* [Provided data]:
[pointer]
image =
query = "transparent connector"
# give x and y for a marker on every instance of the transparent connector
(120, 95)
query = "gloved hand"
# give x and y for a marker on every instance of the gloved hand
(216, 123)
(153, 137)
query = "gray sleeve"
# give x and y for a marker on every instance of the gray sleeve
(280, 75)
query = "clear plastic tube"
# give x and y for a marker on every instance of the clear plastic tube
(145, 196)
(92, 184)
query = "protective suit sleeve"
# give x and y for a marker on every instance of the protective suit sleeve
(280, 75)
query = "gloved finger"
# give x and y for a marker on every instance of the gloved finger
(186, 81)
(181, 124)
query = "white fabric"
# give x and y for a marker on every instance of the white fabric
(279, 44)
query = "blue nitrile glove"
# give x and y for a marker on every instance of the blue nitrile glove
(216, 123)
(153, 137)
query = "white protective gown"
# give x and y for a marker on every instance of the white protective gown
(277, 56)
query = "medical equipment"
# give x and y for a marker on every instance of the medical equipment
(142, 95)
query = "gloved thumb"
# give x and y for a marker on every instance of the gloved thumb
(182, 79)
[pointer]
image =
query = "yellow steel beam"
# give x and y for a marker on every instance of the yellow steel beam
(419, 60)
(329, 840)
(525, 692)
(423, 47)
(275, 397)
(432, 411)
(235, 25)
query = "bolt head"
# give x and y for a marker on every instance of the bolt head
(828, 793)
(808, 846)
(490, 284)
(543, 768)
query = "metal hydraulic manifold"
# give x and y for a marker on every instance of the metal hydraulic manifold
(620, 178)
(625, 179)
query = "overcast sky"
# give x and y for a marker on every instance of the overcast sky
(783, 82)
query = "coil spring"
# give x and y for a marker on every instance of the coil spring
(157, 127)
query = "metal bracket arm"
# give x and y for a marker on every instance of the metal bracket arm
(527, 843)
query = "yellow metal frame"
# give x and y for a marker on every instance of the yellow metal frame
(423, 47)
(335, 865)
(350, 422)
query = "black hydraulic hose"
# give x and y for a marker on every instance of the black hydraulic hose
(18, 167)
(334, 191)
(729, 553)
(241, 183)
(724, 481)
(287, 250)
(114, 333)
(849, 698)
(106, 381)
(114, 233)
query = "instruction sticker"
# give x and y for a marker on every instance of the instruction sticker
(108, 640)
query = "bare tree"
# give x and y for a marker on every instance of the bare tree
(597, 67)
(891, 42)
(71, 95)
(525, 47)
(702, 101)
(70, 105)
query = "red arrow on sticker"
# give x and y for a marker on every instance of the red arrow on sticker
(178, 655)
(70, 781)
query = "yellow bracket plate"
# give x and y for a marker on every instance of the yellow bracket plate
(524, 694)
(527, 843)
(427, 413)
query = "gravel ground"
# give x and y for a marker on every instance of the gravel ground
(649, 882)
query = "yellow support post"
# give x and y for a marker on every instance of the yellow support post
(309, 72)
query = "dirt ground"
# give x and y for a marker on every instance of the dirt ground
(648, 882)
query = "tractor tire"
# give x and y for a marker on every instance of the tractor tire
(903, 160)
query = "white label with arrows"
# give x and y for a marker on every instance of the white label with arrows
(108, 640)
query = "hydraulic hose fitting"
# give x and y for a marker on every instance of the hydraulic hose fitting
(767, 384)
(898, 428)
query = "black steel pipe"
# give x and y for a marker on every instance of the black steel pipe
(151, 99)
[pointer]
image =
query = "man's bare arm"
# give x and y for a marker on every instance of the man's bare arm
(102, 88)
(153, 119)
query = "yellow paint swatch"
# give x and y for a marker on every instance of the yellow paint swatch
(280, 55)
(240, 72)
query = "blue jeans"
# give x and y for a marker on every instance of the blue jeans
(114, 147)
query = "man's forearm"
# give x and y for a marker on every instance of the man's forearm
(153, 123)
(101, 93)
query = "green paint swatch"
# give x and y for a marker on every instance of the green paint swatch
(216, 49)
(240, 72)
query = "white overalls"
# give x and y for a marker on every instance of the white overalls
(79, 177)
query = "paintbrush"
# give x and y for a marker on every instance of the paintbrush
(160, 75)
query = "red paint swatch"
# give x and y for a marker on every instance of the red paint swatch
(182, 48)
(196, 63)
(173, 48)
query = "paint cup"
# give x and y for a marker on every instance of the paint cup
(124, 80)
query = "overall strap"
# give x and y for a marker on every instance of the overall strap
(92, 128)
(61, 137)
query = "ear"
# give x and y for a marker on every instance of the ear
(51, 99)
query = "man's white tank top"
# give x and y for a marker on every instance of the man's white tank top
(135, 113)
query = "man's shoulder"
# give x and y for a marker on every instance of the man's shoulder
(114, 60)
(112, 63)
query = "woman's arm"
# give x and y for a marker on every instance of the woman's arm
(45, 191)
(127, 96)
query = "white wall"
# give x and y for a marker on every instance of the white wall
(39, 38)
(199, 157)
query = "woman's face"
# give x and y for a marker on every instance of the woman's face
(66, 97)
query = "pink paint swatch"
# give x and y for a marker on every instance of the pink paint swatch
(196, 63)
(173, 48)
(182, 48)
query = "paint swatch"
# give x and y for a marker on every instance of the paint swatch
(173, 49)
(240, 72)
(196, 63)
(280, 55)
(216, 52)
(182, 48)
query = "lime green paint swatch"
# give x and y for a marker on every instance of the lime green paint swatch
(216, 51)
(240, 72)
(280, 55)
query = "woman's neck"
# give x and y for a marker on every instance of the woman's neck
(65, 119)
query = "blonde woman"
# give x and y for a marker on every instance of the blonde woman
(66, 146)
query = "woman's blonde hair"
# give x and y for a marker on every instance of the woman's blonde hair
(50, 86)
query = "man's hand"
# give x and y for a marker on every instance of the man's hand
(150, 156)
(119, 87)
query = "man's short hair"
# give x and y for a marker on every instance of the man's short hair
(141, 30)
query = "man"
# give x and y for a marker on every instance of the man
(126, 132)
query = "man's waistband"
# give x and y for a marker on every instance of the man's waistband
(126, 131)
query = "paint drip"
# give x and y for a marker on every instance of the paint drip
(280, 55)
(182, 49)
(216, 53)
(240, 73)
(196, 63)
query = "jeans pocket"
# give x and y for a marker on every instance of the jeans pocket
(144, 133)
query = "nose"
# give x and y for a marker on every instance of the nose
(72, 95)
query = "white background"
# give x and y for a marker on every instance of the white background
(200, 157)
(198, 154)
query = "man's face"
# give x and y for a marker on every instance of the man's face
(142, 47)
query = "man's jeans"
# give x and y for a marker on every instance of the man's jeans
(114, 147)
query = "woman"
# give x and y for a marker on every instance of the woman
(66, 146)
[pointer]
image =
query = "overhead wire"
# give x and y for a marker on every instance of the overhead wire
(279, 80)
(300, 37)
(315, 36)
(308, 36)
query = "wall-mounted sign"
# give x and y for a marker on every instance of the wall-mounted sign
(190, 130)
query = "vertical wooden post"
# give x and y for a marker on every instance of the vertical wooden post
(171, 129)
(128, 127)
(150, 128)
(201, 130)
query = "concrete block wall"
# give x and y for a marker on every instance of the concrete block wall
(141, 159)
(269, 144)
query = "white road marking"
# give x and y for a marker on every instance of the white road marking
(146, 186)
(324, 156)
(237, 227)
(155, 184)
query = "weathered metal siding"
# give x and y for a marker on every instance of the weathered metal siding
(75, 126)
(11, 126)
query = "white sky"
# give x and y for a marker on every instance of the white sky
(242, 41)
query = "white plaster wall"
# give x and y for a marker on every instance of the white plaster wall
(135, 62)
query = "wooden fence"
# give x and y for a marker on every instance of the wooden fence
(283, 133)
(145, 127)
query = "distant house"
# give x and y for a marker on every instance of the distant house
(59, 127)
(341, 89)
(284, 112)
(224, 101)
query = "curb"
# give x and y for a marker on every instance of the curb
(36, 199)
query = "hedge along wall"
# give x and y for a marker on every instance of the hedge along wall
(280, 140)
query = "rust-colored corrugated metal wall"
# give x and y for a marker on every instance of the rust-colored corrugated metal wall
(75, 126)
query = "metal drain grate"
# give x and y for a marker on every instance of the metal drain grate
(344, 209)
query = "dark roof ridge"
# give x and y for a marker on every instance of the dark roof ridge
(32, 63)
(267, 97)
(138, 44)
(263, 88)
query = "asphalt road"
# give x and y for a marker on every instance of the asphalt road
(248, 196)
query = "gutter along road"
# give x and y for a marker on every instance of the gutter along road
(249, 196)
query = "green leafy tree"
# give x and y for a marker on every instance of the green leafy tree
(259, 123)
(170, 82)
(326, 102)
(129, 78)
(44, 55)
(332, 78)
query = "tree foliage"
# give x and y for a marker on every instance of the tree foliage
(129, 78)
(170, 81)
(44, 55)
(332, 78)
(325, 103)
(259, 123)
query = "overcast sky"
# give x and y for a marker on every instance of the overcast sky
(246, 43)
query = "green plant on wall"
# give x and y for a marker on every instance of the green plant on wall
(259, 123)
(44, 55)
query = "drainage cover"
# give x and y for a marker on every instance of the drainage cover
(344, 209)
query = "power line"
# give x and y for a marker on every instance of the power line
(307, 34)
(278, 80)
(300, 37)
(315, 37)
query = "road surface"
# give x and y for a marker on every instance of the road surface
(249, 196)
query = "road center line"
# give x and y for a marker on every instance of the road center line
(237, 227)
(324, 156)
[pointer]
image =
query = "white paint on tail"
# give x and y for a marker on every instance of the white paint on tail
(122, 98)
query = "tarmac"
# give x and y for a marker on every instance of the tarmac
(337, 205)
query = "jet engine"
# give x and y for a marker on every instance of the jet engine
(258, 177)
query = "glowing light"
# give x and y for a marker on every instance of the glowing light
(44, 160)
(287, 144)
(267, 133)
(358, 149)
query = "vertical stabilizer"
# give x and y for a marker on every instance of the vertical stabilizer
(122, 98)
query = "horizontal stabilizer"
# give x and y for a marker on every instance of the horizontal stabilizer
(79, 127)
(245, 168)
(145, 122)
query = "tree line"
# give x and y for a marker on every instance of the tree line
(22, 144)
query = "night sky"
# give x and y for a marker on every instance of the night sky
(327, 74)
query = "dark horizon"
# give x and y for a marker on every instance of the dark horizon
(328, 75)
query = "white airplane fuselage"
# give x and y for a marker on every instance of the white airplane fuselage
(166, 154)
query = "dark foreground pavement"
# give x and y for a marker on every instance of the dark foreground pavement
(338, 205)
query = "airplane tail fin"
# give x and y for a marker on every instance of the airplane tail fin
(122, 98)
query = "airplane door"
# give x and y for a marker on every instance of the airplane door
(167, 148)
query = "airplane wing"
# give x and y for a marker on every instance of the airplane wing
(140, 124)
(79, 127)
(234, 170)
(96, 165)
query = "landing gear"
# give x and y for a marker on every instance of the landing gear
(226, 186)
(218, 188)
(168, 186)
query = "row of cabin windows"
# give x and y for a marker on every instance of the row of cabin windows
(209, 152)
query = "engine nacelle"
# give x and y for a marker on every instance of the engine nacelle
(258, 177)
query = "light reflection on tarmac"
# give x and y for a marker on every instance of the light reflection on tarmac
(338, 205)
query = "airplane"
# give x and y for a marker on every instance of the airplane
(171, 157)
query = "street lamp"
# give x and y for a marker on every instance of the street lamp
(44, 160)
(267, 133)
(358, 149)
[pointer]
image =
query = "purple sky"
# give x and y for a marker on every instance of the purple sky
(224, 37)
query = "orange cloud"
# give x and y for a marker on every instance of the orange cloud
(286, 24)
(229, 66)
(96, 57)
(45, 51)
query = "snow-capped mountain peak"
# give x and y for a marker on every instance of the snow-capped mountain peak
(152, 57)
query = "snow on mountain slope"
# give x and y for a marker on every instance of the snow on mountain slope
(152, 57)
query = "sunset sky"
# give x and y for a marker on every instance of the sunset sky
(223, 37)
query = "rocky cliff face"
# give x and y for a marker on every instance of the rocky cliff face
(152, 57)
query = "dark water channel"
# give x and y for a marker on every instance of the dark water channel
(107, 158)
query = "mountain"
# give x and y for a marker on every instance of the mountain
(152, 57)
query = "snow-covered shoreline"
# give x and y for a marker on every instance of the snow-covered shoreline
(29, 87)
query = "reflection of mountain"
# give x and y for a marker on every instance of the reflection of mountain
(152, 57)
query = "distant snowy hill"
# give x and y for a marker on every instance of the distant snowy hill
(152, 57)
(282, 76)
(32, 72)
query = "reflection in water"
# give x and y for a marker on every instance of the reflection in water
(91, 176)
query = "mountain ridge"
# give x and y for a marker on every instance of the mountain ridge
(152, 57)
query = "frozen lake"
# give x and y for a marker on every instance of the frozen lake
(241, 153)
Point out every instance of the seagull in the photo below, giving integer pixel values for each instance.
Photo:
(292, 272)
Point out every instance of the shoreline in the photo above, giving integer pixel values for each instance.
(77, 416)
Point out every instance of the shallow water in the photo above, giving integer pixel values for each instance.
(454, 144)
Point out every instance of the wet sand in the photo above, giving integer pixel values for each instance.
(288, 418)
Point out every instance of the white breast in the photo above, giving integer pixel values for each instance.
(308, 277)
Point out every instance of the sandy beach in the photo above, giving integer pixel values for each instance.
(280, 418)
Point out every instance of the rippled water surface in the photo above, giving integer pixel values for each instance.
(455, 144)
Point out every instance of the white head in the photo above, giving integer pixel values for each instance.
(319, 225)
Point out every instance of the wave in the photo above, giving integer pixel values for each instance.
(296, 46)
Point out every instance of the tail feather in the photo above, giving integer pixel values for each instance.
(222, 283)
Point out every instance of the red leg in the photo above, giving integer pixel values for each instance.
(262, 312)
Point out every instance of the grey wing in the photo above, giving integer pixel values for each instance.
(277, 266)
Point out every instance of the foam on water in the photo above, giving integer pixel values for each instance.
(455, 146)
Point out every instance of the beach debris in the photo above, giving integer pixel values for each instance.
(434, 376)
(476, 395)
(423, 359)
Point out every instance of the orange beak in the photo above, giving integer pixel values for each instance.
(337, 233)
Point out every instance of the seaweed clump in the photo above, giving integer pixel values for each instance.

* [Exercise instructions]:
Can you rewrite every line of the material from the line containing "Point out every instance of the tail" through the end, adding 7 to each coordinate and leaving every other line as it is?

* [Problem solution]:
Point out every instance of the tail feather in the photo above, giving integer pixel values for each instance.
(229, 290)
Point out every instance of the red leg in the photo above, giving integer pixel values for each instance.
(269, 319)
Point out every instance of the grey wing in the photo above, giving integer pixel values for each instance.
(284, 273)
Point out every instance of the foam on water in the photo above, giving integer pixel values for each instance.
(462, 153)
Point out every instance of the beach debris in the photo above, giving integer pixel values for each instance.
(441, 383)
(483, 402)
(430, 366)
Point out every instance of the orange beak in the photo above, giving integer pixel values for each instance.
(344, 240)
Point out every instance of the seaweed clump in the photo above, giving integer pixel values for each instance.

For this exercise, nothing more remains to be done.